Work to do: Set down the material below word for word, excluding the pictures.

Dataset records:
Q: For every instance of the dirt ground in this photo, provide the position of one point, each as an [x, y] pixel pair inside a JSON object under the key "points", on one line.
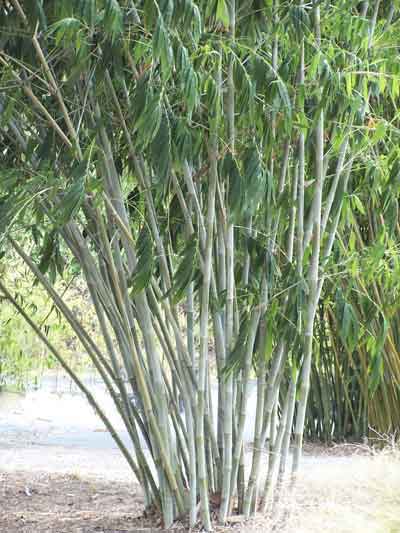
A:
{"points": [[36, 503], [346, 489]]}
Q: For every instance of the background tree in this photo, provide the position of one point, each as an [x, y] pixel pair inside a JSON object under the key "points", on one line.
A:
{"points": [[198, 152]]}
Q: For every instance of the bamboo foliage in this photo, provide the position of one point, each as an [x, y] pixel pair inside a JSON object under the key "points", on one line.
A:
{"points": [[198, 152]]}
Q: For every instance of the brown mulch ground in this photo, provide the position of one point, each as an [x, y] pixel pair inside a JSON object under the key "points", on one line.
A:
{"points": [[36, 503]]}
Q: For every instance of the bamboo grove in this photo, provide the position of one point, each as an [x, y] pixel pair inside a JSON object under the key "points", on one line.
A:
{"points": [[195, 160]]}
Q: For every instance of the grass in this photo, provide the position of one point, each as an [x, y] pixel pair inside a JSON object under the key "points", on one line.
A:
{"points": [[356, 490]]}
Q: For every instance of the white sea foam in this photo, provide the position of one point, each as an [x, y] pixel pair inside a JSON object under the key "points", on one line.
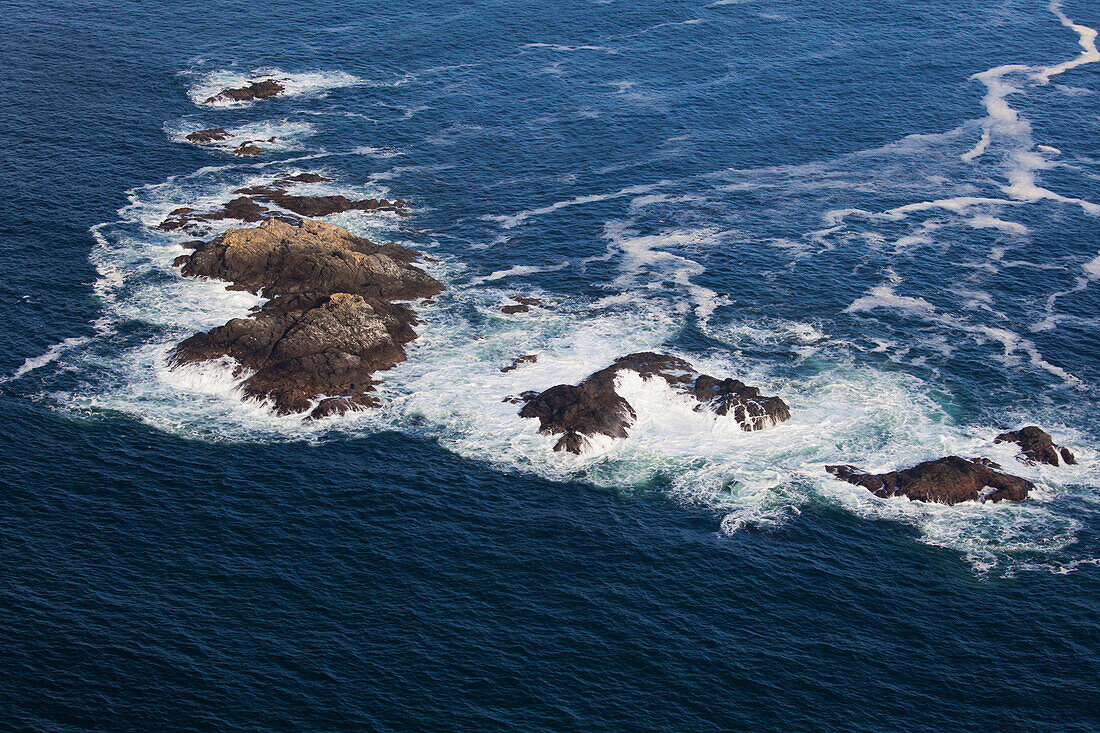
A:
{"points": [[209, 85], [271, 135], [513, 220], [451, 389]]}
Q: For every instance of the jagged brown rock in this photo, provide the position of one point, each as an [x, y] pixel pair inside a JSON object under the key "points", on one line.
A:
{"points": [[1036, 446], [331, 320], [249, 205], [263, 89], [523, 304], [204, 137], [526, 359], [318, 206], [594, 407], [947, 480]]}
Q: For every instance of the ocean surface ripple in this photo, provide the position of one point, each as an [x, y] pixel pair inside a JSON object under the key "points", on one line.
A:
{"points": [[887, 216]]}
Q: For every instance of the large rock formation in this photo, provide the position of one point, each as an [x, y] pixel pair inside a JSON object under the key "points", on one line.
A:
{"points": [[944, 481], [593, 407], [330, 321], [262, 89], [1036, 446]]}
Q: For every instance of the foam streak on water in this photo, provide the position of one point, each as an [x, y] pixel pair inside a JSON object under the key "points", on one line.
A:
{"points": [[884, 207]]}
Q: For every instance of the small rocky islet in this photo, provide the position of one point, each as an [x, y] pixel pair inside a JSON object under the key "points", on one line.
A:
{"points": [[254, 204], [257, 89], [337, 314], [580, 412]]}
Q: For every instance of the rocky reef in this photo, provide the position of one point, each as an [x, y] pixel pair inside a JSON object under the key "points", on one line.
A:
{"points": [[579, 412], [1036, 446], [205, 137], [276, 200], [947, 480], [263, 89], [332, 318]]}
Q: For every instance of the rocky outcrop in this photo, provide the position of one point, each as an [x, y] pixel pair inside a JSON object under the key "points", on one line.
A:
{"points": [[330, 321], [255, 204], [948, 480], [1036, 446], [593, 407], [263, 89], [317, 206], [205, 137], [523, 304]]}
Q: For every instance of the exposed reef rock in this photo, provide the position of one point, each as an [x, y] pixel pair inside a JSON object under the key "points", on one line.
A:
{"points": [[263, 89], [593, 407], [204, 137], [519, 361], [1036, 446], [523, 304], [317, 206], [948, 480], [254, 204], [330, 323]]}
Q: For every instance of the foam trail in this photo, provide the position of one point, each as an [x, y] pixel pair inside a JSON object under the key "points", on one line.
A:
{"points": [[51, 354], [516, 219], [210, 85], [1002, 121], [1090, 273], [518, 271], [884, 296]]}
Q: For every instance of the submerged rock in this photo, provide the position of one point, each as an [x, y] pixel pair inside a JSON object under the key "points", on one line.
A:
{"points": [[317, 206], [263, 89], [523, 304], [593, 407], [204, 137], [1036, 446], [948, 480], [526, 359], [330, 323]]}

Answer for the task:
Q: For every instance of the dirt ground in this photo, provide the position of one point, each as an [x, y] pixel pair inside a JSON object under the key "points", on one line.
A:
{"points": [[36, 503], [346, 489]]}
Q: For every instance of the background tree in this photo, provide the position of one point, each as an [x, y] pixel pair inside a JSON object under the key "points", on one line.
A:
{"points": [[198, 152]]}
Q: For every instance of the bamboo foliage in this photo, provide the position of one point, each as an [x, y] pixel pair inside a JSON object under the key "points", on one line.
A:
{"points": [[198, 152]]}
Q: For every instance of the brown mulch ground in this photo, provide the position of one point, each as an [x, y] pixel pair inside a JSON object under the key "points", on one line.
A:
{"points": [[36, 503]]}
Q: For every instance of the bamboo grove in this photo, provide the position of one point, each as an [x, y] pixel pair inside a JSON object under the key "points", on one line.
A:
{"points": [[195, 160]]}
Q: For every instance of the grass in this photo, provide the position of one point, each as an [x, y] pixel pair inside a JSON object under the key "points", on one line.
A:
{"points": [[356, 490]]}
Q: For every instance of the white sea foam in this photo, provide the position of one point, each as an [x, y] pixel pair inside a JSON object under the key "points", on one line.
A:
{"points": [[209, 85], [271, 135], [513, 220], [451, 389]]}
Q: For every instance of the jagged brown rock in this photo, provide the position of one point, each as an [x, y] pixel pair inside a JSON object under the key "points", on one line.
A:
{"points": [[1036, 446], [331, 320], [249, 205], [263, 89], [523, 304], [204, 137], [526, 359], [318, 206], [594, 407], [947, 480]]}
Q: For every instance of the ocean surface ripple in this photo, provide the position of one point, each as an [x, y] pixel pair inside a JSON object under the key "points", on one line.
A:
{"points": [[887, 216]]}
Q: For every instance of the large rock formation in this photo, provide the position of one point, each as an [x, y] pixel pair inside a JSON object under the key "points", on one line.
A:
{"points": [[944, 481], [593, 407], [330, 321], [262, 89], [1036, 446]]}
Q: For every instance of the foam streak on water in this photo, provide the position of one point, each as an [x, y] pixel pair inside a JSON object under the key "points", on one line.
A:
{"points": [[884, 207]]}
Q: For every instance of the small rocky islet in this photo, provide the position of one point, each as an [x, y] pixel pair inside a JSON object under the key "points", on one line.
A:
{"points": [[254, 204], [257, 89], [337, 314], [580, 412]]}
Q: For every instance of the rocky reef in this photo, provide the position of one point, each as an [x, y] pixel pair inside a JSON object under the key "points", on one line.
A:
{"points": [[579, 412], [1036, 446], [205, 137], [276, 200], [947, 480], [263, 89], [332, 318]]}
Q: For every instance of the rocky outcrop in this photo, provide the position of one point, each as an [x, y] pixel pair inside a JSON object under the key "points", on one line.
A:
{"points": [[330, 321], [255, 204], [948, 480], [1036, 446], [593, 407], [263, 89], [317, 206], [205, 137], [523, 304]]}
Q: For every instance of the exposed reef rock in this photo, provide the position of one point, each as an [x, y] pixel pair inside a JSON object under the key "points", on one line.
A:
{"points": [[263, 89], [593, 407], [204, 137], [519, 361], [1036, 446], [523, 304], [317, 206], [948, 480], [254, 204], [330, 323]]}
Q: For every instance of the foam trail in this photo, provide the position of one point, each as an [x, y] pixel pair inside a JSON object under the key "points", on one line.
A:
{"points": [[51, 354], [516, 219], [210, 85], [1002, 121], [1090, 273], [518, 271], [884, 296]]}
Q: For every instance of the submerged rock in this photo, provide the position of one point, each as an [x, y] pixel pair inside a JSON object under the key "points", on one line.
A:
{"points": [[317, 206], [263, 89], [523, 304], [593, 407], [204, 137], [1036, 446], [948, 480], [526, 359], [330, 323]]}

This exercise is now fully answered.